TEXT PASSAGE:
□ □ □

According to various estimates, internet users today attract an overwhelming number of advertisements (ads) as per their browsing behavior. Advertisements disrupt the users’ browsing experience by appearing on desktop and mobile devices in the form of pop-ups, banners, auto-play videos and full-screen images. Ad blocking tools have sprung up as a natural response for neutralizing them. Over 200 million users of such tools bear testimony to the fact that internet users dislike online ads.

 

Ad blockers are giving advertisers a run for their money by ensuring that ads never reach their intended audience. As a result, they have dented the revenues of online business entities that rely on them to sustain themselves. A 2016 estimate pegs global losses due to ad blockers at a whopping $40 billion.

 

Are Advertisers and Publishers Effectively Dealing with Ad Blockers?

Several websites block access to their content unless users deactivate ad blockers or pay to access content. It is an attempt to counter the revenue crunching effects of ad blockers.

 

Research shows that such measures are counter-productive. A huge chunk of internet users would rather stop visiting such sites than being arm-twisted into paying up or disabling these tools. Nonetheless, the majority of users are not averse to watching ads as long as they are not annoying. It sets a clear mandate for advertisers and publishers to serve ads that enrich users’ browsing experience.

 

Is There a Way to Enrich Users’ Viewing Experience?

Yes, advertisers and publishers can start by identifying non-performing ads. An ideal way of identifying non-performing ads is to map the browsing behavior of users with multiple ads. However, it is impossible to accomplish this task manually when you take browsing behavior of millions of users into account.

 

Our client who is a media conglomerate was facing a similar problem. One of their biggest advertisers wanted their ads to appear only in certain premium slots. Our client carried out a manual inspection and discovered that the advertiser’s ads appeared randomly in viewer streams. They were aware of the problem and had huge volumes of data at their disposal to affirm the veracity of the issue. In spite of this, they were unable to fix it. The reason behind this was the huge time and effort required for extracting insights from data rendered it un-actionable. They were in need of an automated solution to achieve efficiency and address the issue.

□ □ □

Dataset rows
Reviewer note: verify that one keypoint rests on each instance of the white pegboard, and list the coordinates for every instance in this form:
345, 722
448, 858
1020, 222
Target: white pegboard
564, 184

□ □ □

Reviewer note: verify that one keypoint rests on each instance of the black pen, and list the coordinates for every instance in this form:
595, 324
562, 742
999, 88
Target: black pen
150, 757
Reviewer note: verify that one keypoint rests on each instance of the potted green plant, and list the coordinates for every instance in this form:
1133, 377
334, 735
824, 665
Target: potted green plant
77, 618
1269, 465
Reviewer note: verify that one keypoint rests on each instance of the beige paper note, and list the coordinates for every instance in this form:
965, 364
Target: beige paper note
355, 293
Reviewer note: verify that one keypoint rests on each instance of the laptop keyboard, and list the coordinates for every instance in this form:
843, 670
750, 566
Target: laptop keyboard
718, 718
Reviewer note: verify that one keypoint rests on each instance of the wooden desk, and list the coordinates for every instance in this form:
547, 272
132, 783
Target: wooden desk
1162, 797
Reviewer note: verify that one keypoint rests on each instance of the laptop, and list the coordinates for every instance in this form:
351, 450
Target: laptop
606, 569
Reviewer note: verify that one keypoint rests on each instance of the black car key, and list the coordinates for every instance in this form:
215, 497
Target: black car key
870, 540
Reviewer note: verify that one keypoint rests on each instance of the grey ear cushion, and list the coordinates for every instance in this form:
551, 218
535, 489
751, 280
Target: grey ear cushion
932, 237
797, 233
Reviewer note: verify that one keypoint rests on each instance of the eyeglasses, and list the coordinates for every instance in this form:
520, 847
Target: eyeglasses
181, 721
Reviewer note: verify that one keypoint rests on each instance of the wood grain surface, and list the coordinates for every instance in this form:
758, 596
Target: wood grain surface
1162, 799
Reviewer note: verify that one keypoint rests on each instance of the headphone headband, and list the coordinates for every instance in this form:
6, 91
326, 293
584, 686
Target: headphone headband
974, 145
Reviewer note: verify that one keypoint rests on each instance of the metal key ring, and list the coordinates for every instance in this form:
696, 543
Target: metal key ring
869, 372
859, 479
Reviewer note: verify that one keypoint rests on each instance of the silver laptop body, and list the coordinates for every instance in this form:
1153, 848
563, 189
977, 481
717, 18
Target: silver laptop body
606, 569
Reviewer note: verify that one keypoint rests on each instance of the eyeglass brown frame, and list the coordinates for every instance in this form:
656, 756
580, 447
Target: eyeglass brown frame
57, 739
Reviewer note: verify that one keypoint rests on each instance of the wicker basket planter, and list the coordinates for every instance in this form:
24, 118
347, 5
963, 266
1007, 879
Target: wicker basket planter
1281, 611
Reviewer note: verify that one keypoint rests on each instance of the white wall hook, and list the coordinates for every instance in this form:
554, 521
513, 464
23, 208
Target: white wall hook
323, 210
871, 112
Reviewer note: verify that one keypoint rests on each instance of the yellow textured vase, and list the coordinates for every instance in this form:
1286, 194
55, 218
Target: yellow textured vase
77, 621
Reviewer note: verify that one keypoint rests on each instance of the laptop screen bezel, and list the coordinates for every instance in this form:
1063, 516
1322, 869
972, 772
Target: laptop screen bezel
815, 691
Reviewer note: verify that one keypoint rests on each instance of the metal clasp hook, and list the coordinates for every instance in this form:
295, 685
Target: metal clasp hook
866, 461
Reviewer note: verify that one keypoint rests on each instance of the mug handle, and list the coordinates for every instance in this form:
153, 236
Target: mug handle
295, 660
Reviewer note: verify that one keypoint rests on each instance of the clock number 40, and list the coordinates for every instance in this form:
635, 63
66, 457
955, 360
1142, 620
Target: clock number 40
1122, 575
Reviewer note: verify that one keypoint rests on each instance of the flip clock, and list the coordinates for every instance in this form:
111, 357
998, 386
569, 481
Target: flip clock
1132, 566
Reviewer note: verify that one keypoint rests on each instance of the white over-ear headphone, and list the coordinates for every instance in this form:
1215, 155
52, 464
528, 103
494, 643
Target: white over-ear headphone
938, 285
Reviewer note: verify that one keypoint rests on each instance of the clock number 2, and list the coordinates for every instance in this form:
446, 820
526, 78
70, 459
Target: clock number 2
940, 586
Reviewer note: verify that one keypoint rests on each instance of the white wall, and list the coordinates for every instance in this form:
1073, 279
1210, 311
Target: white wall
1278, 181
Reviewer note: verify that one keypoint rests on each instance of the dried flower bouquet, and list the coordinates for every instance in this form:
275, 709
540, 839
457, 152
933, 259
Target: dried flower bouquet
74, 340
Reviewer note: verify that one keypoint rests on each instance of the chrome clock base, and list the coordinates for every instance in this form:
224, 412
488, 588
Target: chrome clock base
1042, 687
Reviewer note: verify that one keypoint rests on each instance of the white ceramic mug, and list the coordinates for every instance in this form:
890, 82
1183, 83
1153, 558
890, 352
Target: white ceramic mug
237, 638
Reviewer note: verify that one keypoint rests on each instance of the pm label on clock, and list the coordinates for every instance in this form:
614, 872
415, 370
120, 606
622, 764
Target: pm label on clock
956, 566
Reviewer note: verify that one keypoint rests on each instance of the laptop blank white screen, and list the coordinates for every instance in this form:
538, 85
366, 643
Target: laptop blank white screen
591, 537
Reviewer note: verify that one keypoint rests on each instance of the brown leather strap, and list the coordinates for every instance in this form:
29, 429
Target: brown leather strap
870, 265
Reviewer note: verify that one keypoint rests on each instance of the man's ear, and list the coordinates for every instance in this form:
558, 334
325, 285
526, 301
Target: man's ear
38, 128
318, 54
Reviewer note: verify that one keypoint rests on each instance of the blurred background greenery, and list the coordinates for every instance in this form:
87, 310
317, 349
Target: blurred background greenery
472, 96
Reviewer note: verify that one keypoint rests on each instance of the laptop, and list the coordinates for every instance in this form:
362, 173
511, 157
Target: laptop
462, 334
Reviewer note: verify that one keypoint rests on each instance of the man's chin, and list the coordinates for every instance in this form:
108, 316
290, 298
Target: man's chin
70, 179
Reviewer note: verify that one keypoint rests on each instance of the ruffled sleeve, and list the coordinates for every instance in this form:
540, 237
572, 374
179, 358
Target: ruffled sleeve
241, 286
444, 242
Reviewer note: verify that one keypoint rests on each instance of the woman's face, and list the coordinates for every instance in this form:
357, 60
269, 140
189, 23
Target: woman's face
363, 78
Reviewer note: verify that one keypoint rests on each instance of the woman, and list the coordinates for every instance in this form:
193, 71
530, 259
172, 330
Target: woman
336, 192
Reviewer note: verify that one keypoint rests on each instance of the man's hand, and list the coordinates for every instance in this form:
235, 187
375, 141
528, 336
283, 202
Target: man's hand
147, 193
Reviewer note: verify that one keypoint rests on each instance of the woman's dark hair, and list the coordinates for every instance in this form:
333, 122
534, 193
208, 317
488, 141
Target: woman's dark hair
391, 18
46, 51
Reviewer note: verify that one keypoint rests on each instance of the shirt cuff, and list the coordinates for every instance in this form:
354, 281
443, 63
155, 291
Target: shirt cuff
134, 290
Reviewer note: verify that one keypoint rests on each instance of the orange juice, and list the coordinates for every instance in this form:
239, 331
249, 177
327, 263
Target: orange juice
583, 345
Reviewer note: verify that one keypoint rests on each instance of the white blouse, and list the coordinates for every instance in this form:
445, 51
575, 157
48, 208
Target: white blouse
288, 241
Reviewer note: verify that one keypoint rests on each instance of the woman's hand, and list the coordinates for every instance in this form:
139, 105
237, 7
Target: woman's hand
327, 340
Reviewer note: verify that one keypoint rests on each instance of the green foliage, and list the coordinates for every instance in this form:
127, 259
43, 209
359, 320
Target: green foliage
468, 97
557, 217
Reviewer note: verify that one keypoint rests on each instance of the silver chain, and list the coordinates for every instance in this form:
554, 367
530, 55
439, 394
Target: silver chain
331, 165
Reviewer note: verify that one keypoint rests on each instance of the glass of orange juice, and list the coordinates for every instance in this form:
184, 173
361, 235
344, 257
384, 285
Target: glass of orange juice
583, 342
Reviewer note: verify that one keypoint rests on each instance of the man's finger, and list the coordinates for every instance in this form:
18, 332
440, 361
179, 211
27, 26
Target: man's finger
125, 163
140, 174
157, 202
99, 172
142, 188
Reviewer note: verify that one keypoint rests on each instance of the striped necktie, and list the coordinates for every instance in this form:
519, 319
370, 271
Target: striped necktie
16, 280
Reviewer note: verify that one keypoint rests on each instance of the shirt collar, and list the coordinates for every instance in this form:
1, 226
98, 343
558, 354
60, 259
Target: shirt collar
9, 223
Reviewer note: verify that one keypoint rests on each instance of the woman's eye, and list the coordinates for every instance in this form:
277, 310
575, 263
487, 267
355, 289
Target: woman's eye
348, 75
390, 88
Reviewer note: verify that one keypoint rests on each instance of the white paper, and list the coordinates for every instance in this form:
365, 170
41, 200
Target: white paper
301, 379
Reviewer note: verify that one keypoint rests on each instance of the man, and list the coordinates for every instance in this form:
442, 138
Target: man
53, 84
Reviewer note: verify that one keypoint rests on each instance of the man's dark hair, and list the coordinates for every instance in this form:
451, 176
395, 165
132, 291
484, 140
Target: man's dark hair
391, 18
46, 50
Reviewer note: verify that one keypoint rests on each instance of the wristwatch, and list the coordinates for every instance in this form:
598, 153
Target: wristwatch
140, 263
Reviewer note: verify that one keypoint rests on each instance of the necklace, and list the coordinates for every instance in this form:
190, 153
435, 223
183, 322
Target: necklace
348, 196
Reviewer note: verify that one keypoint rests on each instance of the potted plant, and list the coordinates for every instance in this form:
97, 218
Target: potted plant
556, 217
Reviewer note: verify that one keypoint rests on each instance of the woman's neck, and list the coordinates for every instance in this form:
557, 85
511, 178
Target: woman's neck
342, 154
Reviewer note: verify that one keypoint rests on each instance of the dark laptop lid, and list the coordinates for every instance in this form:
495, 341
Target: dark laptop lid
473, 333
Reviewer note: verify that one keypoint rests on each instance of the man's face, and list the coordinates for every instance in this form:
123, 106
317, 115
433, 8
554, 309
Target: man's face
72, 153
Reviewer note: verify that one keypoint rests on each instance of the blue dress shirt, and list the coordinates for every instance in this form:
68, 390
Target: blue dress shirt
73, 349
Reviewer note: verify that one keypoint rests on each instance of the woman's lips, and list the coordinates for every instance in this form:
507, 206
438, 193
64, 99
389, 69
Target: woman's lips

□ □ □

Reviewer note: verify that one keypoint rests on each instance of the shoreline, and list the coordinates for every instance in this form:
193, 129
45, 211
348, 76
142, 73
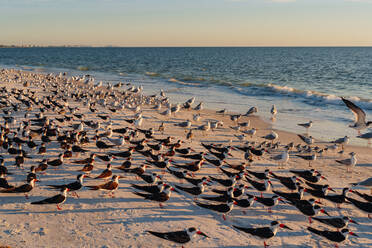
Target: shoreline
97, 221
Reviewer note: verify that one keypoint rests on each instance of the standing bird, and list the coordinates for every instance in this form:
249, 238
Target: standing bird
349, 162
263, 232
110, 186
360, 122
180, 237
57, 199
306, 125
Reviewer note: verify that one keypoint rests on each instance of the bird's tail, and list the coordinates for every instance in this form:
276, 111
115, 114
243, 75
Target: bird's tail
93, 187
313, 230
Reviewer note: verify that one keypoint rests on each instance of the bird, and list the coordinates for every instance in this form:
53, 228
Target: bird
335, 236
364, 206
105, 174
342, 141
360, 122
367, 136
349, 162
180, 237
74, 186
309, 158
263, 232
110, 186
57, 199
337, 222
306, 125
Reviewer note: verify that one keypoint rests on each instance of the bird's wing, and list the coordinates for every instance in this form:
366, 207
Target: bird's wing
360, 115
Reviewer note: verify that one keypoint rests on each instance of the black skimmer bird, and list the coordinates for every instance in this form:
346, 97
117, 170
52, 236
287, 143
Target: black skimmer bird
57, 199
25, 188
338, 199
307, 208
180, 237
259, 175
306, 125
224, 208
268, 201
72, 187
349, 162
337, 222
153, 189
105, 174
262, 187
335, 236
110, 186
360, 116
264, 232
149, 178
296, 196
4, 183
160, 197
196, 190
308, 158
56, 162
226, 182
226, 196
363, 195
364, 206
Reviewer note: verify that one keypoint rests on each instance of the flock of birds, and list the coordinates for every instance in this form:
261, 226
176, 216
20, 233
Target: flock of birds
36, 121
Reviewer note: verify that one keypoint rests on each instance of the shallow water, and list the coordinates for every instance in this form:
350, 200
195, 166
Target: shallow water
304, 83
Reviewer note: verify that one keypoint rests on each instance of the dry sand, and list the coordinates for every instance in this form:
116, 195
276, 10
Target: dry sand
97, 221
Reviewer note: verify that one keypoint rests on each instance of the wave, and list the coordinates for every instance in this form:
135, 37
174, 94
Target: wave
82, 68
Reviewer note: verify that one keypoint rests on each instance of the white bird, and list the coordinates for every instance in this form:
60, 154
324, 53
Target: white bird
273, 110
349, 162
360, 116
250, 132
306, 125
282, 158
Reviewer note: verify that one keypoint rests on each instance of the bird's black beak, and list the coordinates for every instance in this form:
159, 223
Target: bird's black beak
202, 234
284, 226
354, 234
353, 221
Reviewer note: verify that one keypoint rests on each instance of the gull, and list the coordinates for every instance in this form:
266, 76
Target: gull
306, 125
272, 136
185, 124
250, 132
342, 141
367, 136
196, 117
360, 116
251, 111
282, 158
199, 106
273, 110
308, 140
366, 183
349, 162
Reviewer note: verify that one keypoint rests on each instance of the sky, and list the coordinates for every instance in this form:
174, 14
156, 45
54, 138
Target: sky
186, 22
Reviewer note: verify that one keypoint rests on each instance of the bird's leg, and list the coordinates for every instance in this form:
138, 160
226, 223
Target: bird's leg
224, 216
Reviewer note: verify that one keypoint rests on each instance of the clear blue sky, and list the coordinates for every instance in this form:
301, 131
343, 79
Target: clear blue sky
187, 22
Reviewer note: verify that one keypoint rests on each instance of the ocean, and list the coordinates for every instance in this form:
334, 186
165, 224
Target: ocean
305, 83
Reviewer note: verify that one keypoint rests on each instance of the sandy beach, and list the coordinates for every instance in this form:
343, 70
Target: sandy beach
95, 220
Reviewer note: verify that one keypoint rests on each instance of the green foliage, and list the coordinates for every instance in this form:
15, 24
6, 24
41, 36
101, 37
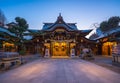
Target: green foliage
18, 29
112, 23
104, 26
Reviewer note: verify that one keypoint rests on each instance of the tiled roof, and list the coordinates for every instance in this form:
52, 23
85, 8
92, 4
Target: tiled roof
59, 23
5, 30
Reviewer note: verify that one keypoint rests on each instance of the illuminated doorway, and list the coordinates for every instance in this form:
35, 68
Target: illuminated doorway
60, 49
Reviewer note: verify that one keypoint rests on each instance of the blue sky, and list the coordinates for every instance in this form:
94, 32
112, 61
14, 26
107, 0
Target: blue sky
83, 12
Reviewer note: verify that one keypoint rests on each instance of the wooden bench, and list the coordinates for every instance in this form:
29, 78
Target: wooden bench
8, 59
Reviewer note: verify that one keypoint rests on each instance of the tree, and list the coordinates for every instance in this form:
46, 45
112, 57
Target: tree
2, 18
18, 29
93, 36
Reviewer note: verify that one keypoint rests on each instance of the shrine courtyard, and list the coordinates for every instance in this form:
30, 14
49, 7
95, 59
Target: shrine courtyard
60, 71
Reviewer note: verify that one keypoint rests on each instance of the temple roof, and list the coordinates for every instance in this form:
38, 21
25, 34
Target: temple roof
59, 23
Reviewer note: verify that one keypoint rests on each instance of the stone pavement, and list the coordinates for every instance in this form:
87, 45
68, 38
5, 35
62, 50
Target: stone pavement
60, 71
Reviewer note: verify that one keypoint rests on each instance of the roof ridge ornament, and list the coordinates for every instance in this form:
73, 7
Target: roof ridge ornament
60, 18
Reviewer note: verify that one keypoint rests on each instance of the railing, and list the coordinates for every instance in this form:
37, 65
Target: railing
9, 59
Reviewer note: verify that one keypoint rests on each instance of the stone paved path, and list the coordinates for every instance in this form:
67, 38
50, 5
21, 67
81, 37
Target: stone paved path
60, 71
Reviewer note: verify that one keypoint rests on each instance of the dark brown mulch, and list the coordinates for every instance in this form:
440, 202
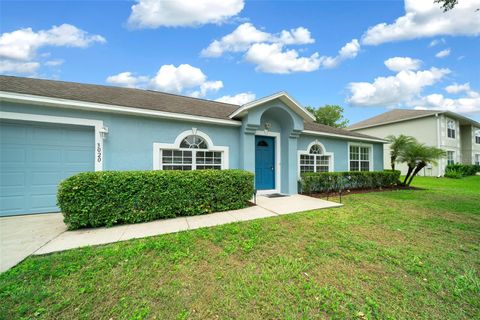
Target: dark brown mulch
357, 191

□ □ □

SHORT TASK 1: In the ad blocker article, what figure does the 2016 estimate give for global losses caused by ad blockers?
SHORT TASK 2: Rewrite the ad blocker article between "Several websites block" and "Users’ Viewing Experience?", inclusive, substituting "self-defeating" for "counter-productive".

CORRECT RESPONSE 1: $40 billion

CORRECT RESPONSE 2:
Several websites block access to their content unless users deactivate ad blockers or pay to access content. It is an attempt to counter the revenue crunching effects of ad blockers.

 

Research shows that such measures are self-defeating. A huge chunk of internet users would rather stop visiting such sites than being arm-twisted into paying up or disabling these tools. Nonetheless, the majority of users are not averse to watching ads as long as they are not annoying. It sets a clear mandate for advertisers and publishers to serve ads that enrich users’ browsing experience.

 

Is There a Way to Enrich Users’ Viewing Experience?